Goal:
Rewrite the listing below with "outline" changed to "boundary" everywhere it appears, leaving every other part unchanged.

Information supplied:
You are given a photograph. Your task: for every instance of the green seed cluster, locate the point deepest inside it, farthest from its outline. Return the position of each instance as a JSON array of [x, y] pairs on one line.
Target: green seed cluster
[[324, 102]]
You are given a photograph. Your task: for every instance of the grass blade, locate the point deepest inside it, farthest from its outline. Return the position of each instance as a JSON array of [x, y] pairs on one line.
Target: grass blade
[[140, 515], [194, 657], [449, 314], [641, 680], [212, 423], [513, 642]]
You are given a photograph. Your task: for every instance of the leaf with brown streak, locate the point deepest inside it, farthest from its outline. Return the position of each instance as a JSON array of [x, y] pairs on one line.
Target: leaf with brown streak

Task output:
You are given a photograph. Your task: for every instance of the green seed cluster, locate the point deepest inside it, farthest from its boundary. Return the position of each instance as a JSON array of [x, y] pairs on one line.
Target: green seed cluster
[[324, 102]]
You are given a photograph. Your task: for every instance of the grass blade, locate the point deepest inside it, farthest from its boundary. Return the position of each instance as a JSON array of [x, y] pairs on one line.
Target: grass blade
[[140, 515], [194, 657], [449, 314], [641, 680], [212, 423], [513, 642]]
You are given a photograph. Your task: for every instance of the leaf with brown streak, locate the point deepest inside it, farthest from its boundary. Return the position of each instance as a JSON array of [x, y] pairs on one line.
Target: leaf with brown streak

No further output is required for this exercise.